- [Task requirements]: For the records that follow, give the number of lines containing the word "below", with no added text.

- [Records supplied]:
..............................
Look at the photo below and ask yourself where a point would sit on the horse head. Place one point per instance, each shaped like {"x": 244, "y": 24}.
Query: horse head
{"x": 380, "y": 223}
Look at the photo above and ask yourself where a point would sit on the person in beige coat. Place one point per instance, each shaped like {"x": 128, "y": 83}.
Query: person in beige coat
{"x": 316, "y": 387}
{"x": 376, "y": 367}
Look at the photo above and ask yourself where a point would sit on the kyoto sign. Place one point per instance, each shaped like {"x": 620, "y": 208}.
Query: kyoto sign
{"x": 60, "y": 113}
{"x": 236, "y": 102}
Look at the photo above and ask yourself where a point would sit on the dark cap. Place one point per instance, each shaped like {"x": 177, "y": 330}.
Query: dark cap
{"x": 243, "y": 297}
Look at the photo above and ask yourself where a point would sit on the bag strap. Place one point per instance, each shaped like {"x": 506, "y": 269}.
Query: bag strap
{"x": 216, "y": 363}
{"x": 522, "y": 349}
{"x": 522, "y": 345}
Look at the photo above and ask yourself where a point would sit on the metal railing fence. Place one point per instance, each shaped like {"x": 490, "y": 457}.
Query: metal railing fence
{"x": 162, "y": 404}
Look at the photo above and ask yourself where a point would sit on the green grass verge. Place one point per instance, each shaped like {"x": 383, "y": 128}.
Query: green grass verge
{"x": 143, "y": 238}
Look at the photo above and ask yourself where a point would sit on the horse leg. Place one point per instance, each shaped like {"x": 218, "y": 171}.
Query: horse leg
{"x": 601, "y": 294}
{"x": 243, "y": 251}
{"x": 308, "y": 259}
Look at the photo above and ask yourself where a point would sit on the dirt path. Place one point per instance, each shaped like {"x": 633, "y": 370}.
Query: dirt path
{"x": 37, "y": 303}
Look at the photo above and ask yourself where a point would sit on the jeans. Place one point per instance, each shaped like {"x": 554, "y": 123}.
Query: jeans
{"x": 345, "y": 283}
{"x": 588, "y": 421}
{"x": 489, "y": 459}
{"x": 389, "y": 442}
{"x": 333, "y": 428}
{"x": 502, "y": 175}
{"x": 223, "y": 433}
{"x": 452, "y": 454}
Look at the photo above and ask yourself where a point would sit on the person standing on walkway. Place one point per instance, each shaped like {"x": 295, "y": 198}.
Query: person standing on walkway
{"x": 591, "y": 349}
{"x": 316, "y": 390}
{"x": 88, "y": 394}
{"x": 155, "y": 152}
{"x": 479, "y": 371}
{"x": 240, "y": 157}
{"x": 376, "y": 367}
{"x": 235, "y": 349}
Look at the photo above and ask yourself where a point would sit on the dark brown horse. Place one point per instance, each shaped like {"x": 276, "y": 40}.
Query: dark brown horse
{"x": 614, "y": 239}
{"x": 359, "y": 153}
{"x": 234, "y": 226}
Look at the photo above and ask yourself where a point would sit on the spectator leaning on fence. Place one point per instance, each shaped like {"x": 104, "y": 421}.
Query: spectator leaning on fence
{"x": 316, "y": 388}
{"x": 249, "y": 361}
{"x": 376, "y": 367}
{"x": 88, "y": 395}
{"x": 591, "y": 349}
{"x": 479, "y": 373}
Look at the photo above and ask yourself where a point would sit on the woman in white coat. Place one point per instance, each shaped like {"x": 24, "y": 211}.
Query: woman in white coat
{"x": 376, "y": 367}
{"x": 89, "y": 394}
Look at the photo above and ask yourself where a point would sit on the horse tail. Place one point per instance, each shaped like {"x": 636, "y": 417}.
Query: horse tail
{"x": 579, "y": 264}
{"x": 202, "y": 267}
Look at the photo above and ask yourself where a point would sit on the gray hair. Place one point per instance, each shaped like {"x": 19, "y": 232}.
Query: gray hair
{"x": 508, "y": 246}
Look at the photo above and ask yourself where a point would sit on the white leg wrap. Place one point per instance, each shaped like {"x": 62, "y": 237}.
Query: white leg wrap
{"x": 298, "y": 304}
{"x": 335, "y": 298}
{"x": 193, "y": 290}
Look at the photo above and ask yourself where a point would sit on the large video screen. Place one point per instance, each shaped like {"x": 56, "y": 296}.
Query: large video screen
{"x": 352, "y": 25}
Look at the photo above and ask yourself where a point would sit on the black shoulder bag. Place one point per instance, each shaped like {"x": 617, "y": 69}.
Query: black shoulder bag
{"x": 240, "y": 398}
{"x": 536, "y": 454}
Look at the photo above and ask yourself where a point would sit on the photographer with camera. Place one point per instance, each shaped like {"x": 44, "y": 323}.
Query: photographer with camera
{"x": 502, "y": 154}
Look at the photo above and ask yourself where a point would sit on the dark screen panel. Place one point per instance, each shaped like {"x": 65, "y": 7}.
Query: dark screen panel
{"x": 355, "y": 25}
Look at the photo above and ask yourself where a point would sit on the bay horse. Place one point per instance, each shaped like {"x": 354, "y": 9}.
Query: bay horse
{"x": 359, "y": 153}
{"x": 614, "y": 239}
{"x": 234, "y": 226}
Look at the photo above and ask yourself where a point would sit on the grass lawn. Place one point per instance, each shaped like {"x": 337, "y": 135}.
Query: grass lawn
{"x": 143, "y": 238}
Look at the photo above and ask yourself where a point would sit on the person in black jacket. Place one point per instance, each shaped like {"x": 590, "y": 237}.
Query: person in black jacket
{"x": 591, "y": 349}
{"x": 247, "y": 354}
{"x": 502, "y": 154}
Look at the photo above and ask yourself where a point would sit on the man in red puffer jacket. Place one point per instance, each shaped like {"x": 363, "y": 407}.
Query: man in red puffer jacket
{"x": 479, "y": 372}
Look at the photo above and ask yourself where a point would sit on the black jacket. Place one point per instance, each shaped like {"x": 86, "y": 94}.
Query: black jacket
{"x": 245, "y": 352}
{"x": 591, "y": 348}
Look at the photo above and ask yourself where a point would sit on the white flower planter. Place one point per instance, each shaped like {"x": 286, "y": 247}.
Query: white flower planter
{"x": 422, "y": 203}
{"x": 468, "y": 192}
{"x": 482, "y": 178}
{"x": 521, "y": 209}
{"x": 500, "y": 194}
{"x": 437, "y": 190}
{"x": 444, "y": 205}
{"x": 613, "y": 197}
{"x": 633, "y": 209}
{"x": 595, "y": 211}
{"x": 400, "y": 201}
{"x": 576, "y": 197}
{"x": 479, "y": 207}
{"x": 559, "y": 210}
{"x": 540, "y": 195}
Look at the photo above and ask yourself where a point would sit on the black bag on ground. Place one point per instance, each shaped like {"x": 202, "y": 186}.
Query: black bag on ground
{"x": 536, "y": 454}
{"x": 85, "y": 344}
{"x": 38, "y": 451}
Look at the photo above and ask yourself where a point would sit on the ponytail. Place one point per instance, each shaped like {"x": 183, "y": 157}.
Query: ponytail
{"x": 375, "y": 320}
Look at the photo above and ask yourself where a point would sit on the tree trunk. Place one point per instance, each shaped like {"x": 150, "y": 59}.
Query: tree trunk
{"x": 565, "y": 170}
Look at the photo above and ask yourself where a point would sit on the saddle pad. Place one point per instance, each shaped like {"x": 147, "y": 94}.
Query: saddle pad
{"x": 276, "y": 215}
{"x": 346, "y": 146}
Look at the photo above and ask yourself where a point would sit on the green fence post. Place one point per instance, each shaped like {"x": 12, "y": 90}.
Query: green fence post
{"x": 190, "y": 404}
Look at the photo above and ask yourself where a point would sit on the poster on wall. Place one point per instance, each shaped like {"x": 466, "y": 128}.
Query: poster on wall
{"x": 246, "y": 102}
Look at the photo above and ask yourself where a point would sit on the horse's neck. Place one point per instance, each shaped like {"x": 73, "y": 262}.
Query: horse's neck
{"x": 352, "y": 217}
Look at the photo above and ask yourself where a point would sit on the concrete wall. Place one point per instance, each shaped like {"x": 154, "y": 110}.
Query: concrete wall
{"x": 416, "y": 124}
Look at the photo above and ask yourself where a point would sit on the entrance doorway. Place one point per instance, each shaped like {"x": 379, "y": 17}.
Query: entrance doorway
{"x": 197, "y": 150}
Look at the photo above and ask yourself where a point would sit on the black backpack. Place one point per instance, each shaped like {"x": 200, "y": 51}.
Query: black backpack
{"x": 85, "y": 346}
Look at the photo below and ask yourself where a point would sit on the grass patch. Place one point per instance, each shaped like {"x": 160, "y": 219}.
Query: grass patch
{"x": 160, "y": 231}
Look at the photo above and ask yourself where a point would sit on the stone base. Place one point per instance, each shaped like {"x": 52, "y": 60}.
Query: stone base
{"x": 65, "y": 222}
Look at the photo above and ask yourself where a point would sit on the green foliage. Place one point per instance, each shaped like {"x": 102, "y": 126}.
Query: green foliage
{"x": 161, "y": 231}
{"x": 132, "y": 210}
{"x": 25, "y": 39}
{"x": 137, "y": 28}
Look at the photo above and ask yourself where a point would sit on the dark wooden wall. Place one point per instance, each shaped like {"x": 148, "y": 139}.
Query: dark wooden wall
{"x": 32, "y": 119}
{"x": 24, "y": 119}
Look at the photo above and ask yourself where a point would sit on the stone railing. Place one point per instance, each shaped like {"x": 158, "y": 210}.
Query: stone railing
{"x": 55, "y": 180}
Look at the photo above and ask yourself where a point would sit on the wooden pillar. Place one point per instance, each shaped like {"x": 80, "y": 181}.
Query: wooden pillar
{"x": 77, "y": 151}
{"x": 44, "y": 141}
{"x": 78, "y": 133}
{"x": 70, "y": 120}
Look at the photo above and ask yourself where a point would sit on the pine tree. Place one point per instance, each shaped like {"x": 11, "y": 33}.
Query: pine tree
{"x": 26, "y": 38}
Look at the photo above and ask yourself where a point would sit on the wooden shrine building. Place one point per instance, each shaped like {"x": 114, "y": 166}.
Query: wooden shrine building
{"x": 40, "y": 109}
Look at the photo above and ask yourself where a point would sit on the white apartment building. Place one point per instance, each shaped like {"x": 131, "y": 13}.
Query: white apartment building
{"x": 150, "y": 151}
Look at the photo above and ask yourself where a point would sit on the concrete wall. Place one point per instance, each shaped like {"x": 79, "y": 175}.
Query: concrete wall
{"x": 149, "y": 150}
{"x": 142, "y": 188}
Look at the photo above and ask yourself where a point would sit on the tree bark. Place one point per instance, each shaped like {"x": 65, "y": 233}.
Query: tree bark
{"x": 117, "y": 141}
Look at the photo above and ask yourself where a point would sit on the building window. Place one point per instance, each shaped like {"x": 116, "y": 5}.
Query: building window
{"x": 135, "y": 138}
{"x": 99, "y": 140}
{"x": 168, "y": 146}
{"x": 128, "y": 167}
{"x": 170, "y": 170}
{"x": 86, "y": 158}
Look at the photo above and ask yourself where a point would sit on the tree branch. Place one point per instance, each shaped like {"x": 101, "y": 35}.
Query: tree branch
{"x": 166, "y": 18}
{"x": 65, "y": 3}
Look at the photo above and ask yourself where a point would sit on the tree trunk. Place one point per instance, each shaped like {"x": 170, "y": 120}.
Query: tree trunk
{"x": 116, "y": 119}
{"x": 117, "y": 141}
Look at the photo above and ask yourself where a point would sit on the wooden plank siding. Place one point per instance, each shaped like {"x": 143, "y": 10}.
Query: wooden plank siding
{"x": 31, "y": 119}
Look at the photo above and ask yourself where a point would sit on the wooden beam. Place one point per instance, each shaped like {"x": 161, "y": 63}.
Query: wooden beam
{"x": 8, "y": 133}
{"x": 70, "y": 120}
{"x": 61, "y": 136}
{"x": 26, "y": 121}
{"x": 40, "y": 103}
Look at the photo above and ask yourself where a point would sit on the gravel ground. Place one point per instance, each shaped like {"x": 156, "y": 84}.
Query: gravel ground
..............................
- [Result for this exercise]: 2